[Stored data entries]
*-*-*

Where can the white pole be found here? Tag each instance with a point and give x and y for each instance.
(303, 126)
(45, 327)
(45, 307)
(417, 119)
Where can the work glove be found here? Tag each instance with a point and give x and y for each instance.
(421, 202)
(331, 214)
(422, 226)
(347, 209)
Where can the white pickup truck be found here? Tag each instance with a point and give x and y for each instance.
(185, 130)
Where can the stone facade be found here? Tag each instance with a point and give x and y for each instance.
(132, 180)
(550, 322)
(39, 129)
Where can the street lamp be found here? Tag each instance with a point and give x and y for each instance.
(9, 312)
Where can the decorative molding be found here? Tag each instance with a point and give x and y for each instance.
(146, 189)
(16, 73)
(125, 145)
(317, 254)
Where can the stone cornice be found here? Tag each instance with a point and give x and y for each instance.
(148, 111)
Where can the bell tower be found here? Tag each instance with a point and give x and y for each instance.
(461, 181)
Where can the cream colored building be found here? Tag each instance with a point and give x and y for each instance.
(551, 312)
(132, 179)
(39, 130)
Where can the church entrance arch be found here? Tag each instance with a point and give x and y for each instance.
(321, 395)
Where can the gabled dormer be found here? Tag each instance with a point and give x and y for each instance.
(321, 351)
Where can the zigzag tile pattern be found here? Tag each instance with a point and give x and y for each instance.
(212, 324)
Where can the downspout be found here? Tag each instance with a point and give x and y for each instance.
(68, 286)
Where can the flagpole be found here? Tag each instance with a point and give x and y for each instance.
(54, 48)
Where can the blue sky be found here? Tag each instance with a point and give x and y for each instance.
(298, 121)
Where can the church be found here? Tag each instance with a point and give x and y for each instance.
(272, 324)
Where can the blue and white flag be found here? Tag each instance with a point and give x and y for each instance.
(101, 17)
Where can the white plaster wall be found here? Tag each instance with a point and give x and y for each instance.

*-*-*

What is expected —
The records above are to be set down again exactly as written.

Answer space —
Where can the white pole be found here? Tag each instance with a point and give x and y for each instance.
(303, 126)
(45, 327)
(45, 307)
(417, 119)
Where can the work glove be found here? Tag each instance with a point and give x and y for each instance.
(421, 202)
(331, 214)
(422, 226)
(347, 209)
Where can the white pickup truck be found here? Tag each instance with a point and give x and y for each instance.
(185, 130)
Where can the stone facade be found here? Tag each instance with a point and give x and y for each instance.
(132, 180)
(550, 322)
(39, 129)
Where can the street lamp be found here? Tag each instance with a point and give x and y for each instance.
(9, 312)
Where can the decorative molding be found here? Tag each instance with a point and give x and y for each instance.
(146, 189)
(16, 73)
(125, 145)
(317, 254)
Where can the stone cornice be found here? Tag each instance with a point and give x and y for each instance.
(148, 111)
Where can the bell tower be found here? Tag each instance with a point and give x and y for each instance.
(461, 181)
Where can the cream colored building be found here? Tag each instance with a point and give x and y for each instance.
(551, 312)
(132, 179)
(39, 130)
Where can the church entrance arch be found here? Tag each instance with a point and give x and y for each instance.
(321, 395)
Where can the gabled dormer be found here? Tag each instance with a point and give x and y for each instance.
(321, 351)
Where can the zigzag tile pattern be found here? Tag each instance with a point and give x and y for each instance.
(212, 324)
Where can the downspout be found here? Tag each instance with a point and give x and y for each instance.
(68, 286)
Where can the flagpole be found here? Tag each instance with a point and give x and y for each instance.
(54, 48)
Where can the blue sky be found here? Tag each instance with a point and give x and y for each instance.
(298, 121)
Where can the church be found here? Tag each instance with a point and give x and y for each instance.
(272, 324)
Where can the blue and white flag be found here? Tag each instance with a point and give x and y for each instance.
(101, 17)
Where can the white plaster wall be found here? Tag each instance with a point and give x and y for each instance.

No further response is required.